AIM OF THE TASK — Take every line from the material that has the word "gray" in it.

[Start of Attachment]

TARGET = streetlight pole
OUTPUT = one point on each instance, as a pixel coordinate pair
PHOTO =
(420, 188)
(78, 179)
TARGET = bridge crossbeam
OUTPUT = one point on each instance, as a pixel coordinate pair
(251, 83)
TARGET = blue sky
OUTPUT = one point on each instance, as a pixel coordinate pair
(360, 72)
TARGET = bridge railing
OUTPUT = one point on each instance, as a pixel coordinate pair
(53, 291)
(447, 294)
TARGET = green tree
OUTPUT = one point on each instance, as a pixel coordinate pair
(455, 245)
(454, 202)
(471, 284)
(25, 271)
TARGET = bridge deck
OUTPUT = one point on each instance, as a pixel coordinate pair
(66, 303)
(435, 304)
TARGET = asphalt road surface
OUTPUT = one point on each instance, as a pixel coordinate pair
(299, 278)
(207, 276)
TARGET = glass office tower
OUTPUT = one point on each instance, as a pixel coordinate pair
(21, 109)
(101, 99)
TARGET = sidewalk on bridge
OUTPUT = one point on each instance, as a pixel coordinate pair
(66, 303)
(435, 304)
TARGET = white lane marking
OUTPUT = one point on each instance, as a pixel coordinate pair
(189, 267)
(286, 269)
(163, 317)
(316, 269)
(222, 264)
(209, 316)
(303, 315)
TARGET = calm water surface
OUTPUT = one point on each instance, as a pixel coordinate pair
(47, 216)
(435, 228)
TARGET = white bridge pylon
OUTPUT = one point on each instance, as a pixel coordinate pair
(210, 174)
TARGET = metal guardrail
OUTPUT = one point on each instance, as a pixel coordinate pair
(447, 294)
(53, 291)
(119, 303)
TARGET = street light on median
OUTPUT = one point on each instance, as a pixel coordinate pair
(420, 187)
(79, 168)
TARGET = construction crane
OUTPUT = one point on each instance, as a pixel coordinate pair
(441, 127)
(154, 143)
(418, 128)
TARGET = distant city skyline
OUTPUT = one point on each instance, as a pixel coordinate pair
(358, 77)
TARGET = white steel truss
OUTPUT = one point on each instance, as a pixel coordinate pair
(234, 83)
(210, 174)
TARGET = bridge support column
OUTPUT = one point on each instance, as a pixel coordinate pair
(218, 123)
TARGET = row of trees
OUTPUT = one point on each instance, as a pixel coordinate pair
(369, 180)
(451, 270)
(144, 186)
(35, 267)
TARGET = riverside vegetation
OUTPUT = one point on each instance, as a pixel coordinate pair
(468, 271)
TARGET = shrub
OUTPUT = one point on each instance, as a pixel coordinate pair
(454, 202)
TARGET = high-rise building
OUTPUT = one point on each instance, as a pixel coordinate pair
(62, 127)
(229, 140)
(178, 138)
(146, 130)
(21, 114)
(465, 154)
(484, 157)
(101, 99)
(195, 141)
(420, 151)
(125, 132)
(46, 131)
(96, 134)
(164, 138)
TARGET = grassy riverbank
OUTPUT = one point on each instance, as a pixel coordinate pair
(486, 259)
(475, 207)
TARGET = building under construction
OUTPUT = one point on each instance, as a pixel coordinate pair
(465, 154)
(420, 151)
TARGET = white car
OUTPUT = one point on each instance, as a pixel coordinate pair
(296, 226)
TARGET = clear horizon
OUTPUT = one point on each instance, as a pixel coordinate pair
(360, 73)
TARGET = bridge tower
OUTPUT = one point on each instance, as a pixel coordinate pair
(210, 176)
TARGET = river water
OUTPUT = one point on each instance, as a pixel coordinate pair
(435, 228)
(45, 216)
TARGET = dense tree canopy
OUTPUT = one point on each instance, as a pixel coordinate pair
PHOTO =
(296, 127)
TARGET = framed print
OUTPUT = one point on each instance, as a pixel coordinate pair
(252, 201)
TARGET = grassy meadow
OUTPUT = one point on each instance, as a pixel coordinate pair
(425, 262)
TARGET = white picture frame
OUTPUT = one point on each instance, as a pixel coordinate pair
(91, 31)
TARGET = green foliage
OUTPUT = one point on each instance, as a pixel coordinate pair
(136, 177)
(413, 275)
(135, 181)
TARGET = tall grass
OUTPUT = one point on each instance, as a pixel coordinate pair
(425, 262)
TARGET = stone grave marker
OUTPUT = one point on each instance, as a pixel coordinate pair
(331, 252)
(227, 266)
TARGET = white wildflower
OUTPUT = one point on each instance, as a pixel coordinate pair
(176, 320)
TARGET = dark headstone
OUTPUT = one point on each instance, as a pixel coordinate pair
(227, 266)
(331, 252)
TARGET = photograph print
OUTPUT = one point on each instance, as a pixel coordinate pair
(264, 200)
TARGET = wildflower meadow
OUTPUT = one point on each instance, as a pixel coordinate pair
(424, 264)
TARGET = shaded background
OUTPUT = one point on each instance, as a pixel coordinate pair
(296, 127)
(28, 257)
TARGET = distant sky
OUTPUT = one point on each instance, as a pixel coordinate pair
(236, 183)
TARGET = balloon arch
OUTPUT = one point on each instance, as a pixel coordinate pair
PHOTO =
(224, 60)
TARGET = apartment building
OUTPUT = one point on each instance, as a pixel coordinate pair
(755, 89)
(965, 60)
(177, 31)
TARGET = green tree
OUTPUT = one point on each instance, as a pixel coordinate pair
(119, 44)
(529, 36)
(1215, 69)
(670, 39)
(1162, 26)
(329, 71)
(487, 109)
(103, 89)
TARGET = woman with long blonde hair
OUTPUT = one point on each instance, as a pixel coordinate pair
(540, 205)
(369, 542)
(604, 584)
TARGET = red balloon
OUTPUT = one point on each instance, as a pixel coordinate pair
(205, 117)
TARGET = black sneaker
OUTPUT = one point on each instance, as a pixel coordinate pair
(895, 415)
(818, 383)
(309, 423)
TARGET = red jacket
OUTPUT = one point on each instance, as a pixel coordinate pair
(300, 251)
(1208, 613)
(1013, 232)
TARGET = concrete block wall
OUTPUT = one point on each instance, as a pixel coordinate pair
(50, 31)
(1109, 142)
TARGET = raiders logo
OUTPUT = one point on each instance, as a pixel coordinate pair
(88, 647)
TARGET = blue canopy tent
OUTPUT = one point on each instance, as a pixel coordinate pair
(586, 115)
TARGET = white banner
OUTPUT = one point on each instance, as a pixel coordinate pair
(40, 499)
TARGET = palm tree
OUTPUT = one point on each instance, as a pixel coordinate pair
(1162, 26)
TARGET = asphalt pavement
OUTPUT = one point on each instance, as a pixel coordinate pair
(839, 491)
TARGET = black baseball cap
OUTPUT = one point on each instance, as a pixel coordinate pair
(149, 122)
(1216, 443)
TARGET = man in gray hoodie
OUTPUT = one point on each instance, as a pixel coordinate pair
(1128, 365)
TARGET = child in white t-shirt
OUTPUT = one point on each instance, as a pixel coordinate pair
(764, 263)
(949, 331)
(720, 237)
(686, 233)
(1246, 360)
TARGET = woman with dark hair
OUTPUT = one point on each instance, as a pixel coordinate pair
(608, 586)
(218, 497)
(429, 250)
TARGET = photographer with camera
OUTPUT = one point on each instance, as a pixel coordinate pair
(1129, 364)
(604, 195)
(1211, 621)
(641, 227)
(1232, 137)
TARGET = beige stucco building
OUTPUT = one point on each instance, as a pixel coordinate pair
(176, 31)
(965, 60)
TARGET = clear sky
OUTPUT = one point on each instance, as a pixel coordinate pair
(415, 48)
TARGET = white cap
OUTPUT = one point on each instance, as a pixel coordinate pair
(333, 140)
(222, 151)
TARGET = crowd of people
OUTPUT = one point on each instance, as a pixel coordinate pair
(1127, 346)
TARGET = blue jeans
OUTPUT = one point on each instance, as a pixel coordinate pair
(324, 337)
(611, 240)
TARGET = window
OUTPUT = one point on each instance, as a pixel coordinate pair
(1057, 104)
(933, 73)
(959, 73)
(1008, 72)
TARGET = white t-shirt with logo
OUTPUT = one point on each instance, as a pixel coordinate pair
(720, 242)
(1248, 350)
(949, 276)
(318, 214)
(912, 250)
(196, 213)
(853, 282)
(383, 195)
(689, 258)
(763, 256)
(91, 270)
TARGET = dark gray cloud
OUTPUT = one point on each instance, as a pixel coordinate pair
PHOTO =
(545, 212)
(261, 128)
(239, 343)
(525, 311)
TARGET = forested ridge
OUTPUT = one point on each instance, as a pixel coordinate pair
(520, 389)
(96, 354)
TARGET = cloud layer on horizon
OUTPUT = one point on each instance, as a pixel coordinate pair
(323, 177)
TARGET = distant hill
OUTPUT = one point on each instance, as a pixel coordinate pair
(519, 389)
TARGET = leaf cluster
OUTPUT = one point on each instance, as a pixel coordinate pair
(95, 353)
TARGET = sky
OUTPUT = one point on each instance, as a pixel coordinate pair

[End of Attachment]

ANSWER FOR THIS EXERCISE —
TARGET = man in gray hoodie
TARGET = dark gray cloud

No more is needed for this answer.